EXERCISE INSTRUCTIONS: Exactly repeat the line that contains "Note: in this practice we tag every instance of the arched", then every line after it up to and including the final line.

[Pointing dataset records]
════════
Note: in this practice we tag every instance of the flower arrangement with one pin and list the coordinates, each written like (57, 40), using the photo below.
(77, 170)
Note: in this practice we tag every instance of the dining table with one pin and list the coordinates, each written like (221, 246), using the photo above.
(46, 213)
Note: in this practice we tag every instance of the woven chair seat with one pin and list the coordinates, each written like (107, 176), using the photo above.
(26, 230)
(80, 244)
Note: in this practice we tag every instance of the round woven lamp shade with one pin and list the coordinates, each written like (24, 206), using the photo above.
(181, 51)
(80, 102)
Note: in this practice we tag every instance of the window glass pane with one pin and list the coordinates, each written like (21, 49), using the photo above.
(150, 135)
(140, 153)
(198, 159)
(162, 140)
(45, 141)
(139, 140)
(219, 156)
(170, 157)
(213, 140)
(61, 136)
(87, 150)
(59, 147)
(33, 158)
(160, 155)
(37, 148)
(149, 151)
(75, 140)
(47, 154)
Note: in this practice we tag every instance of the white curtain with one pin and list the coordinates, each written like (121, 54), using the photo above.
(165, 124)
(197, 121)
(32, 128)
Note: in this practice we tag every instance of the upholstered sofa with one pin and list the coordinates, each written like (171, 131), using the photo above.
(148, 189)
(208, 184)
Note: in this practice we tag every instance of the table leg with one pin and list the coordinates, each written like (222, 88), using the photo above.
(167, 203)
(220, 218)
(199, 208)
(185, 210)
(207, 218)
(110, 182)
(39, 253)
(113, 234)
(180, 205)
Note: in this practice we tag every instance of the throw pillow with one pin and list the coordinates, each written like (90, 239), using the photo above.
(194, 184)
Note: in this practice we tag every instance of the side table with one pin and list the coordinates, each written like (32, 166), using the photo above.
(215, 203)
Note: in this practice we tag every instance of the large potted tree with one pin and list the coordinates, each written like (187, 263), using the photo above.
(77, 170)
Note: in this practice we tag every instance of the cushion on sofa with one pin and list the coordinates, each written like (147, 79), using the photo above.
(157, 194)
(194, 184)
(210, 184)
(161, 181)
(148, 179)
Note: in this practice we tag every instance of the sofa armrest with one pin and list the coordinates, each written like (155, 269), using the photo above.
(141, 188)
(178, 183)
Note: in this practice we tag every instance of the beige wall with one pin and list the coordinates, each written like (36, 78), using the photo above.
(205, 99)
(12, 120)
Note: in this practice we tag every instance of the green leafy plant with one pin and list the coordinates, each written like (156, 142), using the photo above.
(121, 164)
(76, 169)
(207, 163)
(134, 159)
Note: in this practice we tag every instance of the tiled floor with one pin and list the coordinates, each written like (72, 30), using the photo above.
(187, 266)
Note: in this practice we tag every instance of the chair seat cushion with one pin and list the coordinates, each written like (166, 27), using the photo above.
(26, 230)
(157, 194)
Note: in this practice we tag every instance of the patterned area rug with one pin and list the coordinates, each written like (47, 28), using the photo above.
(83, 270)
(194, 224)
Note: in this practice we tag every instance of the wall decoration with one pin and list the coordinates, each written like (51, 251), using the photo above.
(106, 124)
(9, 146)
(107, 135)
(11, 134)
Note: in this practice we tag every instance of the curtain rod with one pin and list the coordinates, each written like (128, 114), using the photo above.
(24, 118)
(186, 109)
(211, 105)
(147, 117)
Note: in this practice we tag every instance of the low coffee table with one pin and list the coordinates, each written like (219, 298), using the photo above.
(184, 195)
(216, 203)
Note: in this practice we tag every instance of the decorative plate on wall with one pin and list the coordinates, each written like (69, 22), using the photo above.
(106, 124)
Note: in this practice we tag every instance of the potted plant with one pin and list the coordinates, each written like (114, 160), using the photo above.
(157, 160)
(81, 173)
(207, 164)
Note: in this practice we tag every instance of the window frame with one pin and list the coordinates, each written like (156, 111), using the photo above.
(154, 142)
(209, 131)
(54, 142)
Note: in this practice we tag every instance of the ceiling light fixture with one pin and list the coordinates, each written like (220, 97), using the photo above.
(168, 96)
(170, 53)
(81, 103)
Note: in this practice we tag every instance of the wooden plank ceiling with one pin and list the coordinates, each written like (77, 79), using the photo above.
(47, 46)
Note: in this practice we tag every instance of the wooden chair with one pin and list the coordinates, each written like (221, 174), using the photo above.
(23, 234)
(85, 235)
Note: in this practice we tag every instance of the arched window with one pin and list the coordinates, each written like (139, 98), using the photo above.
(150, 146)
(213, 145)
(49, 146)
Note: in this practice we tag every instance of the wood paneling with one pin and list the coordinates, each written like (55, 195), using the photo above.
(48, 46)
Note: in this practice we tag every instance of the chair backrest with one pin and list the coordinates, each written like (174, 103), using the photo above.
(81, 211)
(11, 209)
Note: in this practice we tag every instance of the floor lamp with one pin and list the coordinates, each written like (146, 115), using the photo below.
════════
EXERCISE OUTPUT:
Note: in this practice we tag every instance of the arched window with one pin and list the coordinates, each written like (139, 98), using the photo above.
(150, 146)
(213, 145)
(49, 146)
Note: in this practice we tag every instance of the wood paneling with one pin and list the coordinates, each written like (55, 195), using the photo above.
(48, 46)
Note: in this practice we tag every instance of the chair backrest with one pin and list the coordinates, each written like (174, 103), using the photo above.
(81, 211)
(11, 209)
Note: in this practice we tag every instance of the floor lamp with one pin and list the coordinates, each written like (146, 115), using the photo below.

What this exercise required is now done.